*RECORDS SUPPLIED*.
▬▬▬

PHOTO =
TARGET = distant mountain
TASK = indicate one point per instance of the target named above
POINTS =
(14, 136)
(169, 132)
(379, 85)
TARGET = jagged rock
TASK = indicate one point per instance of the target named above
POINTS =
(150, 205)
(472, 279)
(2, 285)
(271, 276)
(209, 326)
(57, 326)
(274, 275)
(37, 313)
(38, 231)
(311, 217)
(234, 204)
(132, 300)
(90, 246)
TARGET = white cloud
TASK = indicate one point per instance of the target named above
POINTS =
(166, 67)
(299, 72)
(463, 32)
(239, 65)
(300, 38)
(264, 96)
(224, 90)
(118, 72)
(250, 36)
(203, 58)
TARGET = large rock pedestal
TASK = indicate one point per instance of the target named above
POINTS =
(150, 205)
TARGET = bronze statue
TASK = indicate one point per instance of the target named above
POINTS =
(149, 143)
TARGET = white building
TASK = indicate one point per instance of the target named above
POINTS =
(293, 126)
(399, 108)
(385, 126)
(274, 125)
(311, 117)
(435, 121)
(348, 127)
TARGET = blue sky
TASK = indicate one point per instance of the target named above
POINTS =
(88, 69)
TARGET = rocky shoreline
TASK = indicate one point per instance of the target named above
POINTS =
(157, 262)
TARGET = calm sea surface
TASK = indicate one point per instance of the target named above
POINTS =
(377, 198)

▬▬▬

*WORK TO COMPLETE*. Repeat the material in full. Change nothing.

*SOLUTION FOR THIS PROBLEM*.
PHOTO =
TARGET = distant mountain
TASK = indicate one point per instance of the target named above
POINTS =
(14, 136)
(169, 132)
(379, 85)
TARGET = jagged rock
TASK = indicate one point per instance of the target named above
POINTS =
(150, 205)
(472, 279)
(2, 285)
(271, 276)
(209, 326)
(57, 326)
(274, 275)
(37, 313)
(38, 231)
(311, 217)
(234, 204)
(132, 300)
(90, 246)
TARGET = white cloud
TASK = indicate one point per instance of the target named above
POINTS =
(166, 67)
(299, 72)
(463, 32)
(239, 65)
(300, 38)
(264, 96)
(224, 90)
(118, 72)
(250, 36)
(203, 58)
TARGET = large rock pedestal
TASK = indicate one point per instance of the target named above
POINTS =
(150, 205)
TARGET = bronze statue
TASK = indicate one point per instance of the target named above
POINTS =
(149, 143)
TARGET = white building
TASK = indicate one point per instance of the target named above
POINTS =
(293, 126)
(399, 108)
(385, 126)
(274, 125)
(311, 117)
(435, 121)
(348, 127)
TARGET = blue sky
TASK = indicate one point per instance of the target named above
POINTS =
(88, 69)
TARGET = rocky shoreline
TASK = indicate one point per instance of the target named above
POINTS =
(157, 262)
TARGET = calm sea surface
TASK = indicate one point per instance of the target named above
POINTS =
(377, 198)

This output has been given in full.